Restate the records so that not a single word differs.

##### Data to examine #####

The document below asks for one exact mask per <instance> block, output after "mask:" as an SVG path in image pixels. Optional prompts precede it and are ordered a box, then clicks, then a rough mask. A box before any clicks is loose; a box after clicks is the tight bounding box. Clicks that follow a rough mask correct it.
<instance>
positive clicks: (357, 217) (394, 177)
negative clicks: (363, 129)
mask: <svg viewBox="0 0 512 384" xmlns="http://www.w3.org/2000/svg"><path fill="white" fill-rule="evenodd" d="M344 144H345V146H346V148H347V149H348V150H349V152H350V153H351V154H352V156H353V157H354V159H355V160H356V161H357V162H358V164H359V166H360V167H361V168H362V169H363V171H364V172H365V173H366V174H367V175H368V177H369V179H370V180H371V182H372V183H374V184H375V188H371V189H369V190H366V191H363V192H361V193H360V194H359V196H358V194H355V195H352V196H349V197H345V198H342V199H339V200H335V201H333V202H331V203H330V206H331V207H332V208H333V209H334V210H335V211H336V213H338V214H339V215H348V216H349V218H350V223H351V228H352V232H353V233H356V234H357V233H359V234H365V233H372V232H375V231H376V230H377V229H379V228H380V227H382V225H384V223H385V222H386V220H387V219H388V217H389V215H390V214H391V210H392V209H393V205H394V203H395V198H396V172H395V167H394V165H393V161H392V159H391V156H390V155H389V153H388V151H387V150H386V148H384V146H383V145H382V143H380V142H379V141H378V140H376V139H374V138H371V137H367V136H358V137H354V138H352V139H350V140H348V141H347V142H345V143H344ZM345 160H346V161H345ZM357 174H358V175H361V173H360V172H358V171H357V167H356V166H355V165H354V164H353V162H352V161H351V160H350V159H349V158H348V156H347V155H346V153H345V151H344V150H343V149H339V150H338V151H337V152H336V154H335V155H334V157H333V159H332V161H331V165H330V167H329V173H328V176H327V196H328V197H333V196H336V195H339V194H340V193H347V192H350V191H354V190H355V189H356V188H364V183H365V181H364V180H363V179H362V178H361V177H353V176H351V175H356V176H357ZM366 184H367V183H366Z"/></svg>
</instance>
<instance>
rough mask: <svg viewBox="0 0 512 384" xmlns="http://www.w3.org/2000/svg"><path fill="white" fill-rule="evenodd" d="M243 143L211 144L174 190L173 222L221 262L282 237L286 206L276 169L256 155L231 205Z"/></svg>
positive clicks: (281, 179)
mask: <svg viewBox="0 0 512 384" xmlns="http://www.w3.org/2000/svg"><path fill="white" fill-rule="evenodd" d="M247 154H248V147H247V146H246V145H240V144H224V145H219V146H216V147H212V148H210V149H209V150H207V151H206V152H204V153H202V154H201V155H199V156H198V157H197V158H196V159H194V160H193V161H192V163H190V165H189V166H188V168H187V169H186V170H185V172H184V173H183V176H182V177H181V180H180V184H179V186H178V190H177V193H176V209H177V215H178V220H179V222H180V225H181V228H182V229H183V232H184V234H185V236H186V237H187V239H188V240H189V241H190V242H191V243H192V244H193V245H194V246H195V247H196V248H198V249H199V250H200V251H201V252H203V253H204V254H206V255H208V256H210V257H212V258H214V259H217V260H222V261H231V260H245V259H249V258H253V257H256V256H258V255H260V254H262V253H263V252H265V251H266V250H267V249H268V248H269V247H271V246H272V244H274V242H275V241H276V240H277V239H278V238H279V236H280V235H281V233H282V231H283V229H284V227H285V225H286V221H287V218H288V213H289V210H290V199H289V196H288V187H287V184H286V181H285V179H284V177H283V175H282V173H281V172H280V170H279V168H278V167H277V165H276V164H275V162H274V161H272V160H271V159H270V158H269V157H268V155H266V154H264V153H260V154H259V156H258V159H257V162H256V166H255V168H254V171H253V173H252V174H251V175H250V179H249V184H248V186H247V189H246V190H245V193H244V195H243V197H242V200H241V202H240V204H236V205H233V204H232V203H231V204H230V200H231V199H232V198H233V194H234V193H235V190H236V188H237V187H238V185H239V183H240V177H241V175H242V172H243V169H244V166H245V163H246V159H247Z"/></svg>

#####

• **Task output**:
The document below asks for one exact mask per <instance> block, output after "mask:" as an SVG path in image pixels. Optional prompts precede it and are ordered a box, then clicks, then a rough mask. A box before any clicks is loose; a box after clicks is the tight bounding box. Clicks that follow a rough mask correct it.
<instance>
positive clicks: (357, 217) (394, 177)
negative clicks: (363, 129)
mask: <svg viewBox="0 0 512 384" xmlns="http://www.w3.org/2000/svg"><path fill="white" fill-rule="evenodd" d="M344 144H345V146H346V148H347V149H348V150H349V152H350V153H351V154H352V156H353V157H354V159H355V160H356V161H357V162H358V164H359V166H360V167H361V168H362V169H363V171H364V172H365V173H366V174H367V175H368V177H369V179H370V180H371V182H372V183H374V184H375V188H371V189H369V190H366V191H363V192H361V193H360V194H359V196H358V194H355V195H352V196H349V197H345V198H342V199H339V200H335V201H333V202H331V203H330V206H331V207H332V208H333V209H334V210H335V211H336V213H338V214H339V215H348V216H349V218H350V223H351V228H352V232H353V233H356V234H357V233H359V234H365V233H372V232H375V231H376V230H377V229H379V228H380V227H382V225H384V223H385V222H386V220H387V219H388V217H389V215H390V214H391V210H392V209H393V205H394V203H395V198H396V172H395V167H394V165H393V161H392V159H391V156H390V155H389V153H388V151H387V150H386V148H384V146H383V145H382V143H380V142H379V141H378V140H376V139H374V138H371V137H367V136H358V137H354V138H352V139H350V140H348V141H347V142H345V143H344ZM345 160H346V161H345ZM357 174H358V175H361V173H360V172H358V171H357V167H356V166H355V165H354V164H353V162H352V161H351V160H350V159H349V158H348V156H347V155H346V153H345V151H344V150H343V149H339V150H338V151H337V152H336V154H335V155H334V157H333V159H332V161H331V165H330V167H329V173H328V176H327V196H328V197H333V196H336V195H339V194H340V193H347V192H350V191H354V190H355V189H356V188H364V183H365V181H364V180H363V179H362V178H361V177H353V176H351V175H356V176H357ZM366 184H367V183H366Z"/></svg>
</instance>
<instance>
rough mask: <svg viewBox="0 0 512 384" xmlns="http://www.w3.org/2000/svg"><path fill="white" fill-rule="evenodd" d="M243 143L211 144L174 190L173 222L221 262L282 237L286 206L276 169L256 155L231 205Z"/></svg>
positive clicks: (281, 179)
mask: <svg viewBox="0 0 512 384" xmlns="http://www.w3.org/2000/svg"><path fill="white" fill-rule="evenodd" d="M247 154H248V147H247V146H246V145H240V144H224V145H219V146H216V147H212V148H210V149H209V150H207V151H206V152H204V153H202V154H201V155H199V156H198V157H197V158H196V159H194V160H193V161H192V163H190V165H189V166H188V168H187V169H186V170H185V172H184V173H183V176H182V177H181V180H180V184H179V186H178V190H177V193H176V209H177V215H178V220H179V222H180V225H181V228H182V229H183V232H184V234H185V236H186V237H187V239H188V240H189V241H190V242H191V243H192V244H193V245H194V246H195V247H196V248H198V249H199V250H200V251H201V252H203V253H204V254H206V255H208V256H210V257H212V258H214V259H217V260H222V261H231V260H245V259H249V258H253V257H256V256H258V255H260V254H262V253H263V252H265V251H266V250H267V249H268V248H269V247H271V246H272V244H274V242H275V241H276V240H277V239H278V238H279V236H280V235H281V233H282V231H283V229H284V227H285V225H286V221H287V218H288V213H289V210H290V199H289V196H288V187H287V184H286V181H285V179H284V177H283V175H282V173H281V172H280V170H279V168H278V167H277V165H276V164H275V162H274V161H272V160H271V159H270V158H269V157H268V155H266V154H264V153H260V154H259V156H258V159H257V162H256V166H255V168H254V171H253V173H252V174H251V175H250V179H249V184H248V186H247V189H246V190H245V193H244V195H243V197H242V200H241V202H240V204H236V205H233V204H232V203H231V204H230V200H231V199H232V198H233V194H234V193H235V190H236V188H237V187H238V185H239V183H240V177H241V175H242V172H243V169H244V166H245V163H246V159H247Z"/></svg>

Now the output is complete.